(Beginning of EXCERPT PROVIDED)

News coverage of the government shutdown and the looming debt ceiling crisis has prompted widespread criticism about how Beltway journalists unnecessarily include Democrats when assigning blame for a shutdown strategy that has been methodically plotted by extremist Republicans for months; a strategy built around making unprecedented demands on the president in exchange for Republican votes for a policy they say they already support.
Eager to maintain a political symmetry in which both sides are responsible for sparking conflict, the press effectively gives Republicans a pass for adopting truly outside-the-norm behavior, such as when senators suggest the United States defaulting on its debt is not cause for concern.
But both-sides-to-blame reporting is really just the public symptom of a larger media malady; the refusal to acknowledge the proud extremism of today's Republican Party. Both-sides-to-blame analysis is a fallback position. It's a soft landing spot for journalists who aren't confident enough to accurately report what's unfolding politically.
The signs of radical change are everywhere inside the Republican Party. The change is being driven by a group of hardcore members and their attempt to grind Obama's presidency, and the federal government, to a halt by refusing to not only compromise with Democrats, but refusing to even speak to them about the federal budget. They include members with an almost evangelical fervor for defaulting on the debt ceiling and whodescribe it as their defining "Braveheart" moment; their chance to do something "big." They're extremists trying to make governing impossible via procedural sabotage.
Yet many reporters and pundits remain blind to the obvious GOP transformation, or are too timid to spell out the details for news consumers.

(End of EXCERPT PROVIDED)

Can you copy out the passage on press coverage of the shutdown word for word, from start to finish? You won't need the listing.

(Beginning of ENTRIES SUPPLIED)

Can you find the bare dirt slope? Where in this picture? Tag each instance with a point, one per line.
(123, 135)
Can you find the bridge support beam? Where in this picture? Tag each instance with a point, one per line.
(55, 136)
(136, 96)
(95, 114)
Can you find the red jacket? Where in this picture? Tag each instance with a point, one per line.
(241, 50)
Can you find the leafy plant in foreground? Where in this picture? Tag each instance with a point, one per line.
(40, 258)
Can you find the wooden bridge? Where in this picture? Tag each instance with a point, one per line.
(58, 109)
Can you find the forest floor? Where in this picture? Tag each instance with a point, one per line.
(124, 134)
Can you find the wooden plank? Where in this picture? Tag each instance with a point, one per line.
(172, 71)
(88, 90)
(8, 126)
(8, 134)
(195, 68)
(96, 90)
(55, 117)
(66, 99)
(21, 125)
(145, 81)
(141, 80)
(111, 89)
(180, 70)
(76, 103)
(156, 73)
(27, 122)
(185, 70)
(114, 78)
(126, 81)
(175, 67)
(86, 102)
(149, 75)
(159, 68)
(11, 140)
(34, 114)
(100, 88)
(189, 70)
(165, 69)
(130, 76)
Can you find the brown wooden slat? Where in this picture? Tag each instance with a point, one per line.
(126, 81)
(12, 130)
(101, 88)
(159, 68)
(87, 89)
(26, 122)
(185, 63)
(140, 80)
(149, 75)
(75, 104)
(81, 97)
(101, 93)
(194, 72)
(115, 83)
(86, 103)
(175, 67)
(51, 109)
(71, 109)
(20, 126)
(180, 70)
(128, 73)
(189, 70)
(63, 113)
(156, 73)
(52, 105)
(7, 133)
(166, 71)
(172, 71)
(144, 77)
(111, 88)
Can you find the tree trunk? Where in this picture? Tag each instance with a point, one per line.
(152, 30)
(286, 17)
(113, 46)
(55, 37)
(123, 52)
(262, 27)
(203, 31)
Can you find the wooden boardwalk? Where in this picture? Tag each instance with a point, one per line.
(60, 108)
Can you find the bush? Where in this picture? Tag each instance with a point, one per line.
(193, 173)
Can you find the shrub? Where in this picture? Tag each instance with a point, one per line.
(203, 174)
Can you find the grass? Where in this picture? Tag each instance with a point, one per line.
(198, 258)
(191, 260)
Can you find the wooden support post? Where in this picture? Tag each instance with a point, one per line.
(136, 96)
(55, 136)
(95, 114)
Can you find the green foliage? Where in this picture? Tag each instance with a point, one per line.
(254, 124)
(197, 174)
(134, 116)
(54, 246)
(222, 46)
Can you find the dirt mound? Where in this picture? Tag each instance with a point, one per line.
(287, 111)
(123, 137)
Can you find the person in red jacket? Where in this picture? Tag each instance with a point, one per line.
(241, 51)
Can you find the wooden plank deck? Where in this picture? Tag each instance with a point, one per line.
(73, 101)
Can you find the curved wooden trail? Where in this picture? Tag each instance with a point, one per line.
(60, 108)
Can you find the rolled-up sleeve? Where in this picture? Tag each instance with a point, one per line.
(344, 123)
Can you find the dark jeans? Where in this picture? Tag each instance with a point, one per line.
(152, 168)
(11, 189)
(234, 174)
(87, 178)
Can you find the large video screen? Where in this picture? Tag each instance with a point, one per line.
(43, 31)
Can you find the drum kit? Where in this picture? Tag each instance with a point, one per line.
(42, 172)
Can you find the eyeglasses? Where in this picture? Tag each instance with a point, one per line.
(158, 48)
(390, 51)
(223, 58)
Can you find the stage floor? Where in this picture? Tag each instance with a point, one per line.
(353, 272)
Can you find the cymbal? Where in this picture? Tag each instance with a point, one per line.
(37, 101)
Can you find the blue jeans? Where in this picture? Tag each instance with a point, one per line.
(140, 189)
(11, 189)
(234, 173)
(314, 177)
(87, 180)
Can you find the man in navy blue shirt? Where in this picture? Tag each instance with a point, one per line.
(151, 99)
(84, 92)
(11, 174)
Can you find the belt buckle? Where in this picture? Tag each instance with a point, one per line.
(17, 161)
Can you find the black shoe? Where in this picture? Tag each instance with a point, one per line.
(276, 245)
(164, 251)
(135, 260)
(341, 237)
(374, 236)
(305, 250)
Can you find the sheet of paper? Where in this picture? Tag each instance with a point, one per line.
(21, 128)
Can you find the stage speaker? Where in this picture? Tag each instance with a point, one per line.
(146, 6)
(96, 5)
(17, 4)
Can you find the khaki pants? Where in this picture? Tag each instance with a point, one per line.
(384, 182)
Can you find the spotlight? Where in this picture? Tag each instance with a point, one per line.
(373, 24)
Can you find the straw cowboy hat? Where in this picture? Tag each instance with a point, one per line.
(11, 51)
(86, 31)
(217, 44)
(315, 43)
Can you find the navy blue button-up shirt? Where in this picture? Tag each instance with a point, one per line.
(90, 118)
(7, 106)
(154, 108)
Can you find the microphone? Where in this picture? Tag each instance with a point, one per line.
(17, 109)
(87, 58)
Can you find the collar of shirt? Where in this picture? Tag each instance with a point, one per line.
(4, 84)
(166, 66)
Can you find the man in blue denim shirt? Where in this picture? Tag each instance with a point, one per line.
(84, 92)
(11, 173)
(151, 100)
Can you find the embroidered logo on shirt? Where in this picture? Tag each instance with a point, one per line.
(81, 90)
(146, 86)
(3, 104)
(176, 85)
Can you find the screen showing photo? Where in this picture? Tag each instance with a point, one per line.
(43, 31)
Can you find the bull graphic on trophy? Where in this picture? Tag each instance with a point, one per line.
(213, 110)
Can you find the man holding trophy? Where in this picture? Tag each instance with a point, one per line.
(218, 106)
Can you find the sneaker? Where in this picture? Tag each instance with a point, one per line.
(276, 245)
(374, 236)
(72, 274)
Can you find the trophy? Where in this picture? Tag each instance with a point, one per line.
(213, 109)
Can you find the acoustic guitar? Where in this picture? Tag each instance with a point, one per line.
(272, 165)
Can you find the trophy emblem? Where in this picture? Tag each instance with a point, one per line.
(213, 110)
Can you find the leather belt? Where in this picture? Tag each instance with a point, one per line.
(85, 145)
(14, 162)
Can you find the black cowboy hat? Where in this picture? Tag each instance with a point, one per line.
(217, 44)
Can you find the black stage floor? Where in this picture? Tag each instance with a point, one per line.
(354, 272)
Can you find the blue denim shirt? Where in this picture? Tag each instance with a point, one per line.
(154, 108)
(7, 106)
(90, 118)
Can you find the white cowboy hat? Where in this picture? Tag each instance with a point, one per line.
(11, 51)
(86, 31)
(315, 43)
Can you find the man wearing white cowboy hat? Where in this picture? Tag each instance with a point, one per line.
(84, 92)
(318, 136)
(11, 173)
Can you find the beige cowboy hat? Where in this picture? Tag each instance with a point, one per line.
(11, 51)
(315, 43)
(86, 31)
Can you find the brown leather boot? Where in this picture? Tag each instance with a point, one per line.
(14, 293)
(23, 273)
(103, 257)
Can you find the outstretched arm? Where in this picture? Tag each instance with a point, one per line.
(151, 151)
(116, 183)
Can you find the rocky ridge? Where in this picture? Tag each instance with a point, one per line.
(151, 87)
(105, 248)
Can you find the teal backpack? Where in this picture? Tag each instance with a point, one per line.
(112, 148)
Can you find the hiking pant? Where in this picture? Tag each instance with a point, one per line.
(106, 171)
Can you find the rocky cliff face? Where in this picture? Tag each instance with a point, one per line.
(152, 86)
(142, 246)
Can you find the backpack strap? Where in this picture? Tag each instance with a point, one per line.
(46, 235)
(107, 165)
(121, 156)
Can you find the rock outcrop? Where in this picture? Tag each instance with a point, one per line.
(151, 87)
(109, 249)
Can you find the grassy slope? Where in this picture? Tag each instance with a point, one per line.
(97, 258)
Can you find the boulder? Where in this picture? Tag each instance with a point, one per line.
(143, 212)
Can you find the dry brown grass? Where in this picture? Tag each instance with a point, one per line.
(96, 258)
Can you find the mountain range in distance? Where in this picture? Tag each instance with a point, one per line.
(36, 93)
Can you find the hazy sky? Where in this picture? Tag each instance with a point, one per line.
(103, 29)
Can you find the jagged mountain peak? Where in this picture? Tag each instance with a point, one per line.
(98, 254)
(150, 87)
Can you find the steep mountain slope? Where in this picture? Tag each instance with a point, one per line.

(End of ENTRIES SUPPLIED)

▶ **WRITTEN REPLY**:
News coverage of the government shutdown and the looming debt ceiling crisis has prompted widespread criticism about how Beltway journalists unnecessarily include Democrats when assigning blame for a shutdown strategy that has been methodically plotted by extremist Republicans for months; a strategy built around making unprecedented demands on the president in exchange for Republican votes for a policy they say they already support.
Eager to maintain a political symmetry in which both sides are responsible for sparking conflict, the press effectively gives Republicans a pass for adopting truly outside-the-norm behavior, such as when senators suggest the United States defaulting on its debt is not cause for concern.
But both-sides-to-blame reporting is really just the public symptom of a larger media malady; the refusal to acknowledge the proud extremism of today's Republican Party. Both-sides-to-blame analysis is a fallback position. It's a soft landing spot for journalists who aren't confident enough to accurately report what's unfolding politically.
The signs of radical change are everywhere inside the Republican Party. The change is being driven by a group of hardcore members and their attempt to grind Obama's presidency, and the federal government, to a halt by refusing to not only compromise with Democrats, but refusing to even speak to them about the federal budget. They include members with an almost evangelical fervor for defaulting on the debt ceiling and whodescribe it as their defining "Braveheart" moment; their chance to do something "big." They're extremists trying to make governing impossible via procedural sabotage.
Yet many reporters and pundits remain blind to the obvious GOP transformation, or are too timid to spell out the details for news consumers.